— AIM OF THE EXERCISE —
Every entry here should be copied exactly.

[Dataset entries]
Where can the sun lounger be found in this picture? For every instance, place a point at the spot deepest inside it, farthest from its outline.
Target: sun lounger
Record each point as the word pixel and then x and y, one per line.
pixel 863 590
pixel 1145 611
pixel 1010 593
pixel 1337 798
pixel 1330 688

— EXERCISE RESPONSE —
Where can the sun lounger be found in this picture? For every instance, place a point at the spot deepest inside it, farthest from its outline.
Target: sun lounger
Record each point as the word pixel and then x and y, one per line.
pixel 863 590
pixel 1145 611
pixel 1010 593
pixel 1337 798
pixel 1330 688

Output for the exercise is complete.